- [Instructions to follow]
Rewrite each of the entries below with "grateful" changed to "thankful" wherever it occurs. Keep every other character unchanged.

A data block
====================

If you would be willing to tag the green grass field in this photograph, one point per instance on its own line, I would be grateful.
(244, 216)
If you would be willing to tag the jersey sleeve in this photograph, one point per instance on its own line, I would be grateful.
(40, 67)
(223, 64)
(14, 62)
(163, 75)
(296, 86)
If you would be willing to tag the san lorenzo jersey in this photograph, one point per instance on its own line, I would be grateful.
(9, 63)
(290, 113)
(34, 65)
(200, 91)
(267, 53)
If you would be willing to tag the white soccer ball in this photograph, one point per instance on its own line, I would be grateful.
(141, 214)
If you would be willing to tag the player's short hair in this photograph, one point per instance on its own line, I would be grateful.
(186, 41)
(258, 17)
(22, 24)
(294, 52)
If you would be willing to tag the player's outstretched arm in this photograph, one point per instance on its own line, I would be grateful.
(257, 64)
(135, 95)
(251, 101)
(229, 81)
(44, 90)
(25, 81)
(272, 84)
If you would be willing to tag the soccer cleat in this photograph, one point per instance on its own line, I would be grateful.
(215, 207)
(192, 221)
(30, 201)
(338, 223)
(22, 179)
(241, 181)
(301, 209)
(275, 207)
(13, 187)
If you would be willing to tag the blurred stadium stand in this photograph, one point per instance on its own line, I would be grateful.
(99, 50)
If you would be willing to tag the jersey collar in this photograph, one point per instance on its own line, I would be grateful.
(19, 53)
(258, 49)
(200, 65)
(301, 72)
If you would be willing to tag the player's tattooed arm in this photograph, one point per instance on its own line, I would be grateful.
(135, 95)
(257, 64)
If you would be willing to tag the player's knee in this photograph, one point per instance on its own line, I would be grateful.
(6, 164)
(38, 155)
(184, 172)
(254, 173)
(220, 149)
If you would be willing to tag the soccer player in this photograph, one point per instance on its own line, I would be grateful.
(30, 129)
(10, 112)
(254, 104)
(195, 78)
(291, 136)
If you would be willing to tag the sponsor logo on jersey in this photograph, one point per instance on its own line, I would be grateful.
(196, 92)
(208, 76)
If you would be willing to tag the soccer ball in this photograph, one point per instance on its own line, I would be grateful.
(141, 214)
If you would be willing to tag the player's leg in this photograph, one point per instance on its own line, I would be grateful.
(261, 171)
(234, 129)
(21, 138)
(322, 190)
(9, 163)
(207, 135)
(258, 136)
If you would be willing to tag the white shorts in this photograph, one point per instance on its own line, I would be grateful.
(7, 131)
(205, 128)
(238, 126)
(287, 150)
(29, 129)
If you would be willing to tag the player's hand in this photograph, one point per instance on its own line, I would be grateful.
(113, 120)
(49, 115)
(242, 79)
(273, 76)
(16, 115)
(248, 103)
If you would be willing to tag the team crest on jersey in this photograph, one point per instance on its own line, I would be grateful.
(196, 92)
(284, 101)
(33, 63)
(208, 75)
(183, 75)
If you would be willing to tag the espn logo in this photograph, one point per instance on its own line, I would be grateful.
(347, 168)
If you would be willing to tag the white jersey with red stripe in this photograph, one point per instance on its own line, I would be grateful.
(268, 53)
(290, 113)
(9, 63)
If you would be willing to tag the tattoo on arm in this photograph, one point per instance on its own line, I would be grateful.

====================

- [Solution below]
If you would be willing to tag the green grass field in this photograph, one point per instance on its own line, I would be thankful.
(244, 216)
If you would be willing to tag the jersey sleeve in this photograph, one point per instance on its own line, I would be thankful.
(40, 67)
(223, 64)
(14, 62)
(163, 75)
(296, 86)
If you would be willing to tag the san lorenzo jersey in this photograph, one point per instance on its own line, I would be thankful.
(9, 63)
(290, 113)
(34, 65)
(200, 91)
(267, 53)
If you would be willing to tag the white soccer ball in this photograph, one point per instance on its own line, I would be thankful.
(141, 214)
If you would be willing to tag the player's short hair in this photograph, one point per instance on its own line, I would be thankful.
(186, 41)
(258, 17)
(22, 24)
(294, 52)
If you would be willing to tag the player's outstretched arm in this photograph, one point per instance on its own line, I would be thankful.
(257, 64)
(135, 95)
(251, 101)
(229, 81)
(44, 90)
(25, 81)
(272, 84)
If you would be willing to tag the soccer cleat in this photograph, one point per instance on its own line, I would be thankful.
(215, 207)
(192, 221)
(30, 201)
(338, 223)
(22, 179)
(241, 181)
(301, 209)
(275, 207)
(13, 187)
If you would be willing to tag the blurred stadium stand in this photograph, one point per instance on its own line, I would be thankful.
(99, 50)
If you would be willing to tag the jersey collar in this photograph, one point per instance on its own line, I would be thankful.
(19, 53)
(258, 49)
(200, 65)
(301, 72)
If you would be willing to tag the player's tattooed arm in this photograph, one point per instance on its own line, I would be thankful.
(135, 95)
(257, 64)
If you would be willing to tag the player's knee in this photograph, one point per instance on its own line, I would be thankful.
(6, 164)
(38, 155)
(184, 172)
(254, 173)
(220, 149)
If you would be willing to tag the soccer player in this photograph, one point per instance on its own line, I would be thankful.
(30, 129)
(10, 112)
(254, 104)
(195, 78)
(291, 136)
If you would be willing to tag the sponsor logo on jersey in this photograph, one point per instance on its own line, I would be thankful.
(196, 92)
(208, 76)
If you would be willing to tag the soccer ball in this photograph, one point per instance on its own line, I would be thankful.
(141, 214)
If you would be willing to tag the player's leg in this photograph, one point per instance on its own line, I would be thankful.
(261, 171)
(234, 129)
(21, 138)
(322, 190)
(9, 163)
(207, 135)
(258, 136)
If you would be willing to tag the white shorts in this photograph, one point per instance on its own line, I would be thankful.
(7, 131)
(205, 128)
(238, 126)
(287, 150)
(29, 129)
If you would be willing to tag the player's hand in this photograph, one point per instance on its own line, I would be thankful.
(113, 120)
(49, 115)
(242, 79)
(273, 76)
(16, 115)
(248, 103)
If you would be willing to tag the team crest on jersey in this photograph, one point per instance on its own line, I would be thankful.
(196, 92)
(284, 101)
(33, 63)
(208, 75)
(183, 75)
If you would be willing to tag the espn logo in this photograph, one point per instance on its own line, I would be thankful.
(347, 168)
If you would be willing to tag the white jersey with red stripe in this photograph, one point per instance on its own line, I would be thankful.
(268, 53)
(290, 113)
(9, 63)
If you would be willing to tag the tattoo on arm in this photograph, one point per instance on its own line, I would be thankful.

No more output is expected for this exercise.